Top of Record excerpts
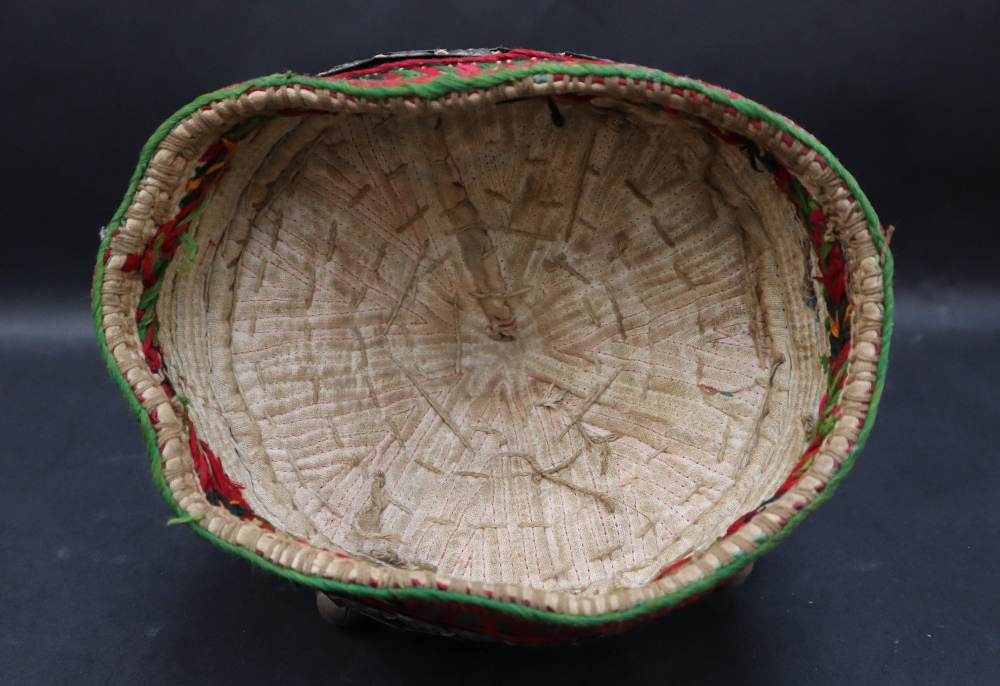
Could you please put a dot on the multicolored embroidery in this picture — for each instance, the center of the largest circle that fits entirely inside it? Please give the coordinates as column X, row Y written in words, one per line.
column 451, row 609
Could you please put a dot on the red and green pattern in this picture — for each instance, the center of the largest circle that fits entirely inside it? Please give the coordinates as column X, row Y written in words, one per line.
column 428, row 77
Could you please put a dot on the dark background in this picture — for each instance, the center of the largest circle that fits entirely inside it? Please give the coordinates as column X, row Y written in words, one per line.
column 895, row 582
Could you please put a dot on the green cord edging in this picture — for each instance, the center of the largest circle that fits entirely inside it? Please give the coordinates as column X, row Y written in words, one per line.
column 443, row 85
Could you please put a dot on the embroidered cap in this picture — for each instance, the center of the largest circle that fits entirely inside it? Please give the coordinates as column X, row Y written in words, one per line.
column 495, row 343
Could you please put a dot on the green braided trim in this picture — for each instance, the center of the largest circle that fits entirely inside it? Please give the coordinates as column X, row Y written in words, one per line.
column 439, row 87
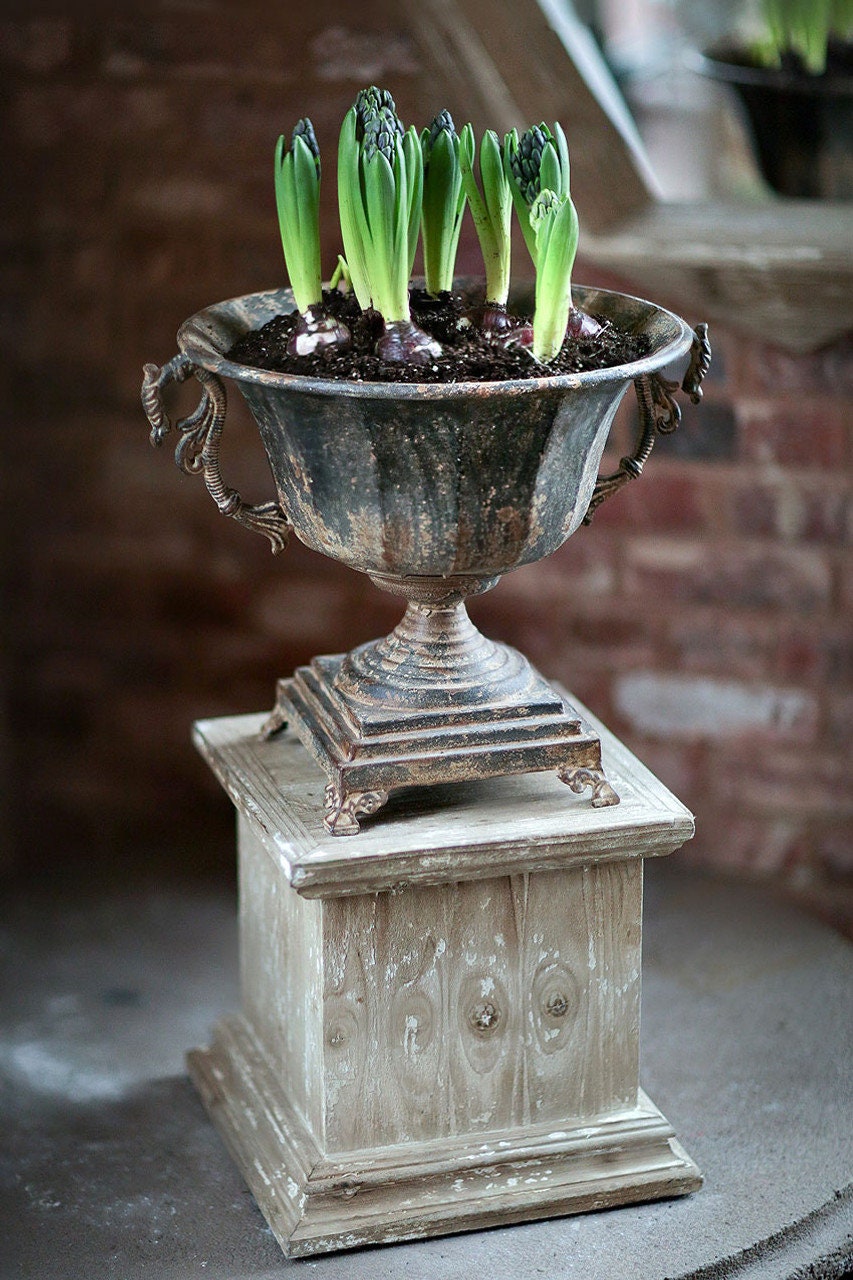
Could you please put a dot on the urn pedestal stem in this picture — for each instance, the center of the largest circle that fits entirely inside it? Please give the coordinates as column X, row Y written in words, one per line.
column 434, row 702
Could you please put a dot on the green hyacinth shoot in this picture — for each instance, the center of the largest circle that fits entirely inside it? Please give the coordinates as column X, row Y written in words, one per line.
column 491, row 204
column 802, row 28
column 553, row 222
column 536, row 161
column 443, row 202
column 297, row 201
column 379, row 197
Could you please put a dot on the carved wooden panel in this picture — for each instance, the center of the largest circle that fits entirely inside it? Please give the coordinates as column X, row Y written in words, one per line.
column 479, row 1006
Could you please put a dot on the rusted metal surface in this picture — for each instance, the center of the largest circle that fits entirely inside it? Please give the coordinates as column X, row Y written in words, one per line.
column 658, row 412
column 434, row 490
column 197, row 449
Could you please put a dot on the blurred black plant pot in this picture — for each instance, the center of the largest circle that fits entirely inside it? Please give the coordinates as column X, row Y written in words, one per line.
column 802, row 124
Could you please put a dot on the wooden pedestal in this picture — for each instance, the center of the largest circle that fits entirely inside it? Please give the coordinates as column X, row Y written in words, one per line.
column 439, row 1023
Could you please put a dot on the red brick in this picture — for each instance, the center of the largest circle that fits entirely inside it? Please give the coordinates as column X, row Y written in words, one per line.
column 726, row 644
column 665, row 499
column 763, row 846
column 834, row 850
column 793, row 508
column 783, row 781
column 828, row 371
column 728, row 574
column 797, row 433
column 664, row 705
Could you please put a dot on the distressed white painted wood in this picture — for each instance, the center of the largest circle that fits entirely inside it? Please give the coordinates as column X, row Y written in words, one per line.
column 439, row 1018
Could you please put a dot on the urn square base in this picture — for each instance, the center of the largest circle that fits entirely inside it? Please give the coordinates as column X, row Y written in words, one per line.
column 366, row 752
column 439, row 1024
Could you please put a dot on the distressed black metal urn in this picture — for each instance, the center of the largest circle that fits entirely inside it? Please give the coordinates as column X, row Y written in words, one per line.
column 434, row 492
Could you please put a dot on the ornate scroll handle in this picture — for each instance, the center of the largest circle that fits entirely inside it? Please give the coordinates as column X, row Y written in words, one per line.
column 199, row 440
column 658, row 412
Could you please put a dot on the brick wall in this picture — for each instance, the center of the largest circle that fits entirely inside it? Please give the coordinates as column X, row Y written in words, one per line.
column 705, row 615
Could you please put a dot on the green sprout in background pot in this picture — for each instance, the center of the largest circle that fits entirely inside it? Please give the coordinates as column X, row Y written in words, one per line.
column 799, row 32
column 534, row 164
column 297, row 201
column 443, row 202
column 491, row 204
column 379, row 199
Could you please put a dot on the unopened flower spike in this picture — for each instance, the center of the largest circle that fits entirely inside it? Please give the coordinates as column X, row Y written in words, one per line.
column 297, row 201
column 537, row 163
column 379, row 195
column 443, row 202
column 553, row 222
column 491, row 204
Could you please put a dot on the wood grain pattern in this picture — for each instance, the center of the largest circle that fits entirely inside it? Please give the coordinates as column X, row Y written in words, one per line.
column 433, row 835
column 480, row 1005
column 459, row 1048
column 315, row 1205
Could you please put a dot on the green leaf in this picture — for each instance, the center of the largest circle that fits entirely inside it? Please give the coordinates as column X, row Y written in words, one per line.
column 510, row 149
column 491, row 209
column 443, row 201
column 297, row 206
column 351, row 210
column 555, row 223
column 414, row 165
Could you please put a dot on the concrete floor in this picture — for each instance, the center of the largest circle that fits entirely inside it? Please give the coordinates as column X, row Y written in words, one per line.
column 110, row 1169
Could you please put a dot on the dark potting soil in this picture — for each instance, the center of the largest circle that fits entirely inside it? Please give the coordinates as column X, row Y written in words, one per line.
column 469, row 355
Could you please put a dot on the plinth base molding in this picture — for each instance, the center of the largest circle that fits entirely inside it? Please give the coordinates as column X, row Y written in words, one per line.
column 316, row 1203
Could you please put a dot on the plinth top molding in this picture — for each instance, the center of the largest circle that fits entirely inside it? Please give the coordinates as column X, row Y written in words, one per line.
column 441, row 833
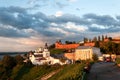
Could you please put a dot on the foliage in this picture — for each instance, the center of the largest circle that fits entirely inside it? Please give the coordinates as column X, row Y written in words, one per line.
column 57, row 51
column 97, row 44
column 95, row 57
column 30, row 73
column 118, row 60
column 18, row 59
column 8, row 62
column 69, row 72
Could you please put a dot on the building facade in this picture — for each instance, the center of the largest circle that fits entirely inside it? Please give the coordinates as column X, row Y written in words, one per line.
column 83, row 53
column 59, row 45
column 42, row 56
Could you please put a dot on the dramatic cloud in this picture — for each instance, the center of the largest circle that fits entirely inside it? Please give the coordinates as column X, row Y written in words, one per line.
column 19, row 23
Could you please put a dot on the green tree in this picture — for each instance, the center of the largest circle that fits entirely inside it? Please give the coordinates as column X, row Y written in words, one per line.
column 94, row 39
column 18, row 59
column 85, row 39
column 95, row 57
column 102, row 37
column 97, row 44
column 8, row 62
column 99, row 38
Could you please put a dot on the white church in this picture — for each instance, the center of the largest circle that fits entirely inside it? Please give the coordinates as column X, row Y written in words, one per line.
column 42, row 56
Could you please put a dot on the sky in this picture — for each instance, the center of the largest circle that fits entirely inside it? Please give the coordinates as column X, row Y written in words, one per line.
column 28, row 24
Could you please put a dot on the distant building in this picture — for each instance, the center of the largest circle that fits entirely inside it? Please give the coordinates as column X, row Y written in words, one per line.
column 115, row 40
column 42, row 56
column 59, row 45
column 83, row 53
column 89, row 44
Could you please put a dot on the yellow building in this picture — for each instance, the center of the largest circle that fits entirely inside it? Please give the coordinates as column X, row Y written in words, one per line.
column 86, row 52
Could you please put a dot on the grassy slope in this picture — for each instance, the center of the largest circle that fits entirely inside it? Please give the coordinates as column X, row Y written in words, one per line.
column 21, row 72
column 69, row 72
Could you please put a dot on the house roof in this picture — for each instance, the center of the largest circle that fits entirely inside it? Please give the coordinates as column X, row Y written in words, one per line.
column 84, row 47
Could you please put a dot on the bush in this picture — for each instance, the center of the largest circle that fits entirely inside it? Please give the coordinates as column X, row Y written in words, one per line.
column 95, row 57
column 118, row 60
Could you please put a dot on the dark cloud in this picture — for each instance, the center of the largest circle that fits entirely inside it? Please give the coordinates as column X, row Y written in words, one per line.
Bottom of Record excerpts
All records above need to be returned exactly. Omit the pictures.

(Answer below):
Could you please put a dot on the multicolored embroidery in this picture — for each instance, the center of the largest circle that fits entirely inside it? Please give the coordinates as column X, row Y written in words, one per line.
column 451, row 609
Could you please put a dot on the red and green pattern in this picture — for each instance, the center of the largest circle that fits entirely inside it? Please give the coordinates as column X, row Y written in words, one per line.
column 428, row 77
Could you please put a dot on the dark background in this picture — for each instance, the center of the largest circle that fits entirely inside it? Please give the coordinates as column X, row Y written in words, one per line.
column 895, row 582
Could you please put a dot on the green cord edging in this picture — for each instance, the center of the largest circle that fits entirely inside it? Please give the coordinates as column X, row Y written in words, one per line.
column 443, row 85
Could you please put a dot on the embroidered cap in this picture — for each instance, the center of the largest circle that fits entirely inside it? Please give the coordinates as column X, row Y written in words, one per line.
column 495, row 343
Could you please put a dot on the green braided trim in this picture — for each instance, the center of the largest circle that fits entirely inside it? Please give the coordinates as column X, row Y written in words, one per line.
column 439, row 87
Could you please put a dot on the urn pedestal stem in this picture — for each instance, the center of the largest circle that fits entirely inside it? Please give the coordinates as column X, row Y written in words, one per line.
column 434, row 702
Could you please put a dot on the green hyacinth shoot in this picture — for each instance, the center of the largest circle that fits entirely inside it? Please give the coordinates as column X, row Y written in words, one per line.
column 491, row 204
column 802, row 28
column 553, row 222
column 536, row 161
column 443, row 202
column 297, row 201
column 379, row 197
Could you please put a dot on the carved wooden panel in this picture — for each instance, the center of the largest circle that fits entirely inside it? Please give the coordinates as column X, row Y written in words, one per line.
column 479, row 1006
Could you please put a dot on the rusted metal surface in this picture — for each instance, the center of the largest circle that fits entirely inside it? Please give the coordinates as column X, row Y written in words, one per line.
column 658, row 412
column 434, row 490
column 197, row 449
Could you please put a dot on the blurred black plant pot in this picture — for each instance, the center of the largest circle that fits entirely inside it? Please give the coordinates as column X, row Y written in words, one per line.
column 802, row 124
Could you please put a dot on the wooden pedestal in this picture — for each instance, the center of the largest circle that fits entirely inside it? Please give the coordinates as column X, row Y written in words, one per line.
column 439, row 1023
Could you please put a dot on the red brick in this picture — for each instance, the center of the largest circle that fits entirely inside it? Please give the coordinates as column X, row Y written in words, one per line.
column 726, row 644
column 665, row 499
column 763, row 846
column 834, row 850
column 793, row 508
column 783, row 781
column 828, row 371
column 728, row 574
column 797, row 433
column 664, row 705
Could you please put a dot on the distressed white painted wood in this picture — for each instance, the center of the largest circle that fits entirely inside it? Please give the coordinates as column X, row Y written in words, one per line.
column 439, row 1018
Could you please put a dot on the urn square base in this picture — for each instance, the center of the largest circle that fits entirely inside it? Please give the coordinates as column X, row Y written in words, one per line.
column 366, row 752
column 439, row 1024
Could you please put a dot on the distressed black metal urn in this picture — for each instance, the center of the largest circle that fits entirely inside it? Please give the coordinates as column X, row Y written in words, one per line.
column 434, row 492
Could you please put a dot on the ornate scroll handle in this picture — for each instance, the center of the largest circle that fits entirely inside it? Please give the coordinates as column X, row Y written in words, one per line.
column 199, row 440
column 658, row 412
Could you please put a dot on the brick wall in this picture — for each instance, the center of the largest circle that fits entirely inside it? Please give the coordinates as column X, row Y written in words, one per line.
column 705, row 615
Could you please put a dot on the green sprout in background pot in this picture — for each instance, the center of the largest circle that fits entirely inside it? Please give the coordinates as column X, row Y written in words, one per line.
column 799, row 32
column 534, row 164
column 297, row 201
column 443, row 202
column 491, row 204
column 379, row 199
Could you please put a dot on the unopened flower spike in this picture — for each instance, the center of the largest circle that fits entirely inside it? Please give the coordinates as column X, row Y written in words, one per line.
column 297, row 201
column 537, row 163
column 379, row 195
column 443, row 202
column 553, row 222
column 491, row 204
Could you please put a dot on the wood grain pattern in this picture — for each instance, the center of the largest circle that fits entirely inside it? Please give the coordinates as column X, row Y written in words, one per line.
column 433, row 835
column 480, row 1005
column 459, row 1048
column 315, row 1205
Could you please put a dot on the green leaf in this picture — for each instance, the center of the largest circle that fits entirely inside it? Please give the coordinates as column X, row Y written in words, one per line.
column 510, row 149
column 491, row 209
column 443, row 201
column 297, row 206
column 351, row 210
column 555, row 223
column 414, row 165
Could you please put a dot on the concrete floor in this picture — for each instance, the center of the largest circle that fits entirely inside it? Please give the coordinates as column X, row Y written in words, one per line.
column 110, row 1169
Could you please put a dot on the dark potting soil in this picture — for each instance, the center of the largest circle that fits entirely inside it? Please give the coordinates as column X, row Y written in words, one per line.
column 469, row 355
Could you please put a dot on the plinth base molding in this picture — for each instance, the center of the largest circle that fits entirely inside it? Please give the coordinates as column X, row Y written in words, one per line.
column 316, row 1203
Could you please put a dot on the plinth top molding in this picture — for each instance, the center of the largest circle that fits entirely inside it? Please give the coordinates as column X, row Y written in words, one per line.
column 441, row 833
Could you please put a dot on the foliage in this picture — for each instance, the center of the largest circle that fits entirely inside it? Please give the coordinates as column X, row Y written in words, one per line.
column 57, row 51
column 97, row 44
column 95, row 57
column 30, row 73
column 118, row 60
column 18, row 59
column 8, row 62
column 69, row 72
Could you please put a dot on the building facade in this picture — for each instance, the center of the largest circle that fits entirely inside it? Please give the coordinates as column X, row Y written in words, one per line.
column 83, row 53
column 59, row 45
column 42, row 56
Could you please put a dot on the dramatic cloud in this picture — for each instance, the center of the largest circle that fits entirely inside it? Please give the coordinates as column X, row Y written in words, one per line.
column 19, row 23
Could you please put a dot on the green tree in this picture — for each instance, the center of the largest circle that fits entirely inside it? Please give the coordinates as column X, row Y written in words, one per line.
column 94, row 39
column 18, row 59
column 85, row 39
column 95, row 57
column 102, row 37
column 97, row 44
column 8, row 62
column 99, row 38
Could you please put a dot on the white church in this picture — for each instance, the center of the largest circle that fits entirely inside it? Please give the coordinates as column X, row Y written in words, one per line.
column 42, row 56
Could you please put a dot on the sky in this picture — for each instance, the center of the largest circle that fits entirely inside it? Please give the coordinates as column X, row Y written in words, one per line.
column 28, row 24
Could you please put a dot on the distant building in this picture — for each instance, the center of the largest circle that fits entirely inside it? Please give the coordinates as column X, row Y written in words, one per line.
column 115, row 40
column 42, row 56
column 59, row 45
column 83, row 53
column 89, row 44
Could you please put a dot on the yellow building in this picture — for each instance, the center of the largest circle that fits entirely inside it? Please give the coordinates as column X, row Y written in words, one per line.
column 86, row 52
Could you please put a dot on the grassy slope in this picture — for each instance, the center of the largest circle that fits entirely inside it? Please give the coordinates as column X, row Y written in words, one per line.
column 21, row 72
column 69, row 72
Could you please put a dot on the house roof in this picture — for each instance, the center of the largest circle that fits entirely inside it? Please give the coordinates as column X, row Y written in words, one per line.
column 84, row 47
Could you please put a dot on the bush in this picture — for each instance, the center of the largest circle that fits entirely inside it? Please give the coordinates as column X, row Y written in words, one per line.
column 95, row 57
column 118, row 60
Could you please put a dot on the dark cloud in this picture — for each instance, the center of the largest circle that fits entirely inside it? Please give the coordinates as column X, row Y written in words, one per line.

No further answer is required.